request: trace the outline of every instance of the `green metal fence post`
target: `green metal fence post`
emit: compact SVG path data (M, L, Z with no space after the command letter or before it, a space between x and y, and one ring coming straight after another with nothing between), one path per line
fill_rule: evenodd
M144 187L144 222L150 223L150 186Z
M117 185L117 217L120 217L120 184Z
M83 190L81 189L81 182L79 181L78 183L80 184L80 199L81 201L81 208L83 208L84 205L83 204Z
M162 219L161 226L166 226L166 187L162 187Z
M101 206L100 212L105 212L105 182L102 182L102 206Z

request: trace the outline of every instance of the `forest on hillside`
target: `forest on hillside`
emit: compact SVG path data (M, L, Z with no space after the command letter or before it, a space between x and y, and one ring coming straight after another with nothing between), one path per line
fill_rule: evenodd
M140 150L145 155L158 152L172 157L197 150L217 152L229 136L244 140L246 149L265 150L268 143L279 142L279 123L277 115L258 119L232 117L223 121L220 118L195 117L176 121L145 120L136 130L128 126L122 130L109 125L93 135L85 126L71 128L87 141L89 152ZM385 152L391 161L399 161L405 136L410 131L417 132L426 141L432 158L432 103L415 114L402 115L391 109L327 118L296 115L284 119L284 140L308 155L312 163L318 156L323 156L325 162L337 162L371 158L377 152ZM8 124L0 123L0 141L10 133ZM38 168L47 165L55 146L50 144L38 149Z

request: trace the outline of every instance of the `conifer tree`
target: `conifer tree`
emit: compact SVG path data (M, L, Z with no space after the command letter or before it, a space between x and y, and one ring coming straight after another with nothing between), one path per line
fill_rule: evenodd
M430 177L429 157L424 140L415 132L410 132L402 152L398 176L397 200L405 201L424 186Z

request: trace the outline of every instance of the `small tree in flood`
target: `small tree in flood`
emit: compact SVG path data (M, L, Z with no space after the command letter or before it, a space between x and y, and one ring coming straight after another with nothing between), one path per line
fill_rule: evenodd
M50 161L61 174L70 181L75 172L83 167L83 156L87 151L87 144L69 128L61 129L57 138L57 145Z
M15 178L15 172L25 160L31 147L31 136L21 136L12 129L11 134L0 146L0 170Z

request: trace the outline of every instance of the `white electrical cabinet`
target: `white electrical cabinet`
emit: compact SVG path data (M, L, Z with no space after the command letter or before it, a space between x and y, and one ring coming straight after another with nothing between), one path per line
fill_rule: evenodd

### Problem details
Select each line of the material above that contains the word "electrical".

### Final answer
request: trace the outline of every instance of the `white electrical cabinet`
target: `white electrical cabinet`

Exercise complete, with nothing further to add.